Work instructions:
Leave out the images and return all the data word for word.
-- Opening Marker --
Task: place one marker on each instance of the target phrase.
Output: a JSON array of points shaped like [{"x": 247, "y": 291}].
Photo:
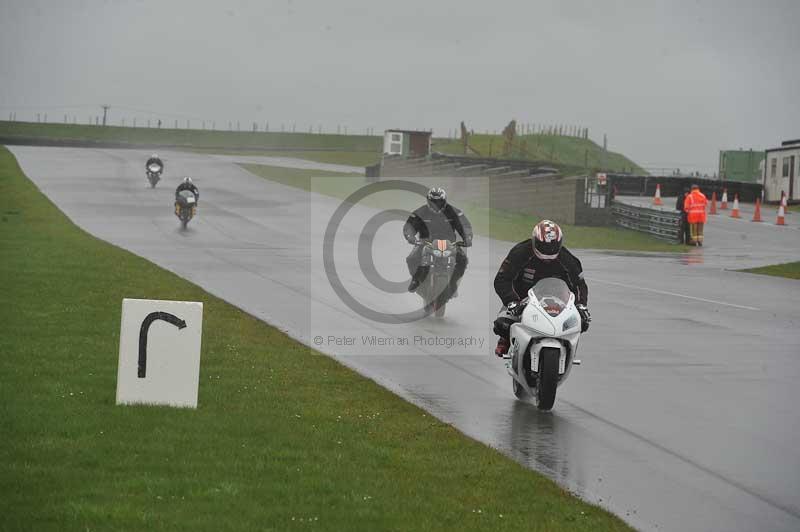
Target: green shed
[{"x": 741, "y": 165}]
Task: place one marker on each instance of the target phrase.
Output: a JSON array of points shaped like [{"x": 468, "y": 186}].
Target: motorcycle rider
[
  {"x": 541, "y": 256},
  {"x": 187, "y": 184},
  {"x": 154, "y": 159},
  {"x": 440, "y": 220}
]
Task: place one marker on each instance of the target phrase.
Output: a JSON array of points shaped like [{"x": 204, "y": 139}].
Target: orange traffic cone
[
  {"x": 657, "y": 198},
  {"x": 757, "y": 214},
  {"x": 782, "y": 211}
]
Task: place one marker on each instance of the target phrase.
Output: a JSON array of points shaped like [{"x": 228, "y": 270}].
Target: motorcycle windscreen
[
  {"x": 187, "y": 196},
  {"x": 553, "y": 295}
]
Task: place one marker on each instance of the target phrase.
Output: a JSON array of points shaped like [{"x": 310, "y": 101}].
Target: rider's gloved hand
[
  {"x": 586, "y": 318},
  {"x": 515, "y": 308}
]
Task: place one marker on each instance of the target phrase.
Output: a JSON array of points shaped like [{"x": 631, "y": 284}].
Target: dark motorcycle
[
  {"x": 439, "y": 256},
  {"x": 154, "y": 171},
  {"x": 185, "y": 206}
]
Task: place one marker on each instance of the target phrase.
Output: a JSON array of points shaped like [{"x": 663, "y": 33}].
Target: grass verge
[
  {"x": 486, "y": 221},
  {"x": 283, "y": 438},
  {"x": 571, "y": 152},
  {"x": 790, "y": 270}
]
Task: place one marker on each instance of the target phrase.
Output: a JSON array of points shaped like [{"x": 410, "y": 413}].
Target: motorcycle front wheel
[{"x": 548, "y": 377}]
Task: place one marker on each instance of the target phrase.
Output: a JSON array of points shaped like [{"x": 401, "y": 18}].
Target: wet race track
[{"x": 683, "y": 415}]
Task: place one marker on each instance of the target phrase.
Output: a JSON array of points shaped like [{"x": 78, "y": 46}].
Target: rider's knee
[{"x": 502, "y": 326}]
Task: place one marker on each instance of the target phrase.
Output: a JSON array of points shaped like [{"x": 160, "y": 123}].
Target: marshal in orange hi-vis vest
[{"x": 695, "y": 206}]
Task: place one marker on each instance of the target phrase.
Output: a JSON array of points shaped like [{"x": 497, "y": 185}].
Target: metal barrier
[{"x": 660, "y": 224}]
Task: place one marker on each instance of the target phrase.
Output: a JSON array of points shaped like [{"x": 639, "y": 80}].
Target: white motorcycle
[{"x": 544, "y": 342}]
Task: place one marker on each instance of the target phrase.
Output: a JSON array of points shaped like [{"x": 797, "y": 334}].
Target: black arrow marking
[{"x": 153, "y": 316}]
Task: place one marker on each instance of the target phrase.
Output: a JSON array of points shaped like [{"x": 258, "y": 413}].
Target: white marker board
[{"x": 159, "y": 352}]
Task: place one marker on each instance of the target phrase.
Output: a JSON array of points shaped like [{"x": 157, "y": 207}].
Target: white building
[
  {"x": 782, "y": 171},
  {"x": 407, "y": 143}
]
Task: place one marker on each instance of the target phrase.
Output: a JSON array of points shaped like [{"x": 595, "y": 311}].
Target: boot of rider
[
  {"x": 416, "y": 279},
  {"x": 502, "y": 347}
]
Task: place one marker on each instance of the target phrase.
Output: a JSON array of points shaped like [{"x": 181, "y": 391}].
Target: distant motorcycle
[
  {"x": 154, "y": 171},
  {"x": 185, "y": 206},
  {"x": 544, "y": 343},
  {"x": 440, "y": 257}
]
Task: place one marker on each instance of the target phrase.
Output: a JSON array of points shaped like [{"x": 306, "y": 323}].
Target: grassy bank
[
  {"x": 569, "y": 152},
  {"x": 283, "y": 439},
  {"x": 190, "y": 138},
  {"x": 790, "y": 270},
  {"x": 486, "y": 221}
]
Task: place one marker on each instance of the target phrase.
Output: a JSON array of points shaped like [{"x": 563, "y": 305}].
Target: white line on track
[{"x": 714, "y": 301}]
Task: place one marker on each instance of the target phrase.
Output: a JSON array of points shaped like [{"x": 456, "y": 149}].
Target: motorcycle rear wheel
[{"x": 519, "y": 391}]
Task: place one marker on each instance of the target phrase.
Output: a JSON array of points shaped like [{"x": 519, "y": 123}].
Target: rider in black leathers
[
  {"x": 436, "y": 220},
  {"x": 534, "y": 259},
  {"x": 154, "y": 159}
]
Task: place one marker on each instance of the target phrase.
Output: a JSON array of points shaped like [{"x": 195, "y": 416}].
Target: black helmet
[
  {"x": 437, "y": 199},
  {"x": 547, "y": 238}
]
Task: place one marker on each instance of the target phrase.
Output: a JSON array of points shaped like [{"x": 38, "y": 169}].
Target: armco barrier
[
  {"x": 629, "y": 185},
  {"x": 660, "y": 224}
]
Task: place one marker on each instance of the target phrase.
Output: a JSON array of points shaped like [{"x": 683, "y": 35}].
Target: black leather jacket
[
  {"x": 521, "y": 269},
  {"x": 439, "y": 225}
]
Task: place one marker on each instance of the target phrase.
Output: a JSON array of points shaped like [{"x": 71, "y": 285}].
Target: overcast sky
[{"x": 671, "y": 83}]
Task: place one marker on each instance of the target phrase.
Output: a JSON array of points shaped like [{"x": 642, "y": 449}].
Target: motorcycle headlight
[{"x": 571, "y": 322}]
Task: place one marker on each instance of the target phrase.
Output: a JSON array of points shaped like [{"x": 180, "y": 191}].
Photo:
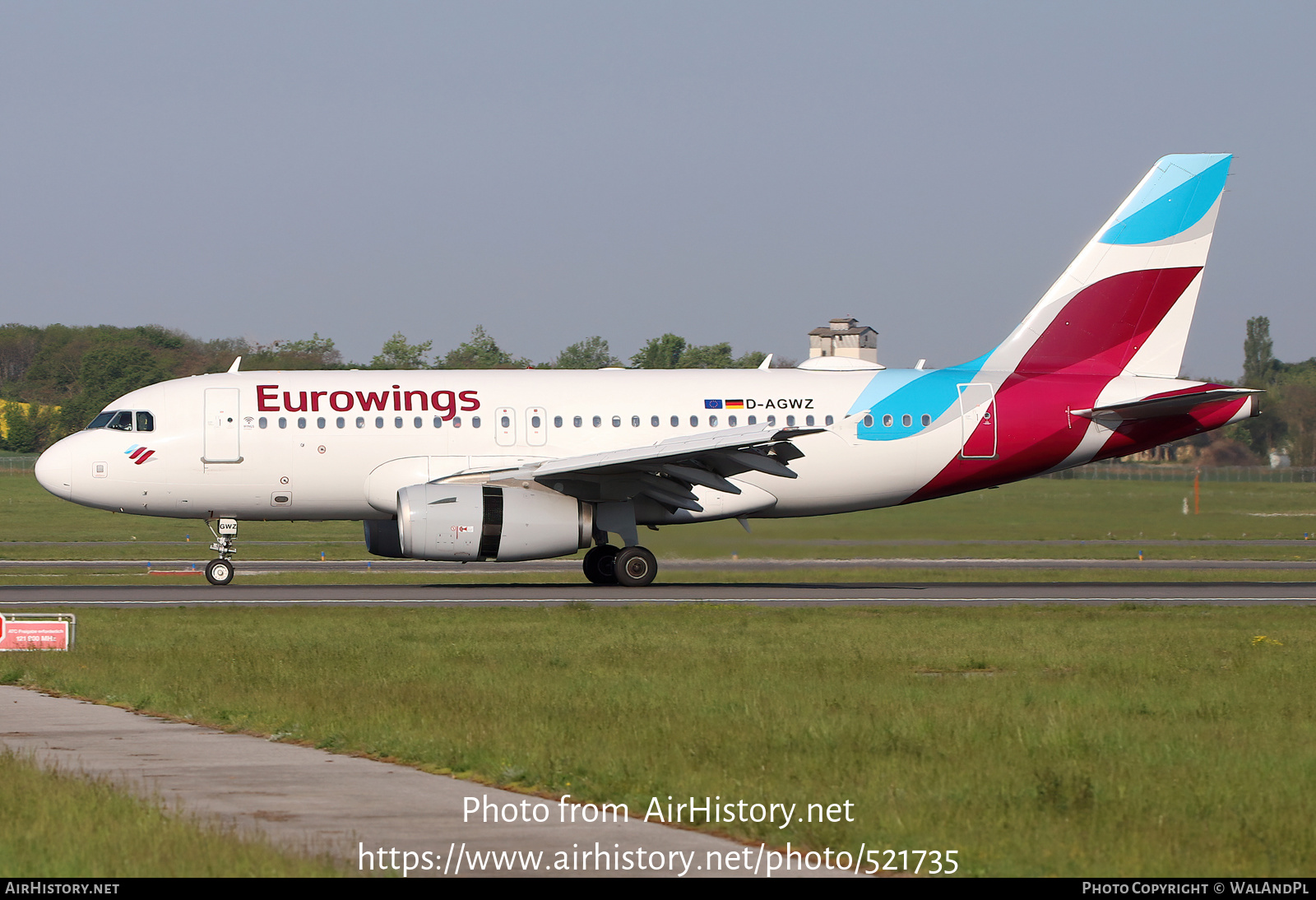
-- Closing Marker --
Task response:
Task: place one marker on each instance of the target phrase.
Output: a JSON array of points shaped like [{"x": 247, "y": 291}].
Photo:
Target: green shed
[{"x": 741, "y": 165}]
Task: place one marker on each instance of the target phrase.
Output: a JSON array of points shaped like [{"x": 468, "y": 186}].
Target: motorcycle rider
[
  {"x": 541, "y": 256},
  {"x": 187, "y": 184},
  {"x": 154, "y": 159},
  {"x": 440, "y": 220}
]
Task: place one marker on each instance of the target phrase.
Output: a JSON array of points shaped like [{"x": 204, "y": 139}].
Target: orange traffic cone
[
  {"x": 657, "y": 198},
  {"x": 757, "y": 214},
  {"x": 782, "y": 211}
]
Task: place one marker on each instance of the target phrase.
Output: a JSON array of points shaped like [{"x": 228, "y": 270}].
Target: motorcycle windscreen
[
  {"x": 187, "y": 196},
  {"x": 553, "y": 295}
]
Task: place one marker on each instance of the target phrase.
Output: a JSON array of points shaped like [{"x": 310, "y": 101}].
Target: rider's gloved hand
[
  {"x": 586, "y": 318},
  {"x": 515, "y": 308}
]
Task: place one marker on each instance of the target phrase.
Output: a JSON array of points shaped like [{"x": 631, "y": 284}].
Target: dark motorcycle
[
  {"x": 439, "y": 256},
  {"x": 154, "y": 171},
  {"x": 185, "y": 206}
]
Task: place one marker on each instance of the target phrase.
Output: a JSON array of points shaped like [{"x": 663, "y": 33}].
Target: grass verge
[
  {"x": 486, "y": 221},
  {"x": 283, "y": 438},
  {"x": 571, "y": 152},
  {"x": 790, "y": 270}
]
Task: place one marker on each instance of the target phrase.
Output: a JSON array of points shaped like [{"x": 410, "y": 413}].
Target: motorcycle front wheel
[{"x": 548, "y": 377}]
Task: place one marker on each instance of the target phrase.
Output: a JSON array of points shaped like [{"x": 401, "y": 18}].
Target: wet race track
[{"x": 683, "y": 415}]
Task: place one marker on each instance of the target phrase.
Output: a JSON array of points shaped like [{"x": 78, "y": 46}].
Target: rider's knee
[{"x": 502, "y": 326}]
Task: place one marker on each instance of the target phrase.
Output: a JSON array of points shaped like [{"x": 160, "y": 123}].
Target: marshal in orange hi-vis vest
[{"x": 695, "y": 206}]
Task: place one marker on each instance of the target phrase.
Output: a JSON array of points shaped like [{"x": 497, "y": 185}].
Target: metal barrier
[{"x": 660, "y": 224}]
Task: place one marker on each instance of the target phrase.
Output: a JSON array of points shaped like [{"x": 639, "y": 80}].
Target: white motorcycle
[{"x": 544, "y": 342}]
Task: place one marker on each instance of the target phrase.
Output: a JSON array of points shaped like [{"x": 797, "y": 334}].
Target: black arrow marking
[{"x": 153, "y": 316}]
Task: place one marker on each instance of the target phrase.
Output: a JSON array of points shaped like [{"x": 258, "y": 413}].
Target: white marker board
[{"x": 159, "y": 352}]
Task: place one marker on each instance of the target phrase.
Output: a JSON array of points shaped like [{"x": 157, "y": 207}].
Target: white building
[
  {"x": 782, "y": 171},
  {"x": 407, "y": 143}
]
Task: place one marker on each instance of the target phrase.
Output: a JSON array of points shaped like [{"x": 595, "y": 311}].
Target: boot of rider
[
  {"x": 416, "y": 279},
  {"x": 502, "y": 347}
]
Task: place one marker on each instance of the target phrase.
Output: a JSON array of points shaped like [{"x": 181, "y": 391}].
Target: distant motorcycle
[
  {"x": 154, "y": 171},
  {"x": 185, "y": 206},
  {"x": 544, "y": 343},
  {"x": 440, "y": 257}
]
Task: place one marker on each instance of the target phrase.
Output: a JSON array of points shaped like [{"x": 306, "y": 323}].
Target: grassy bank
[
  {"x": 569, "y": 152},
  {"x": 283, "y": 439},
  {"x": 190, "y": 138},
  {"x": 790, "y": 270},
  {"x": 486, "y": 221}
]
Task: place one marker on each instance of the target phrase.
Output: a JSON array of points shaped like [{"x": 563, "y": 305}].
Target: white line on track
[{"x": 714, "y": 301}]
Task: place one marker on each instance of the target phrase.
Output: a JSON array of points shaped like [{"x": 456, "y": 149}].
Target: motorcycle rear wheel
[{"x": 519, "y": 391}]
Task: place one marker on each instance of the target phrase.
Output: a JSON array of points shaped like [{"x": 519, "y": 123}].
Target: rider in black leathers
[
  {"x": 436, "y": 220},
  {"x": 534, "y": 259},
  {"x": 154, "y": 159}
]
Task: place one marker on each instance of the target phrase.
Output: a JSON array of points shaped like [{"x": 195, "y": 416}].
Target: black helmet
[
  {"x": 437, "y": 199},
  {"x": 547, "y": 238}
]
Task: place one marker on each instance of the target phrase.
Output: a JSON array of points shaped like [{"x": 38, "y": 169}].
Target: armco barrier
[
  {"x": 629, "y": 185},
  {"x": 660, "y": 224}
]
Task: place one marker on each instance of the target phrase.
Output: a JSON array of points shaped like [{"x": 683, "y": 35}].
Target: black leather jacket
[
  {"x": 521, "y": 269},
  {"x": 439, "y": 225}
]
Task: place one marker on each instance of the target phrase.
Output: a JSON array of points shaped like [{"x": 71, "y": 285}].
Target: overcast sky
[{"x": 671, "y": 83}]
Task: place one marker on each instance of the target phrase.
Output: a JSON array of points shaped like [{"x": 642, "y": 449}].
Target: motorcycle headlight
[{"x": 571, "y": 322}]
Task: place one marker on each instance of the target phrase.
Output: a JSON array of points shaped like [{"x": 180, "y": 191}].
Photo:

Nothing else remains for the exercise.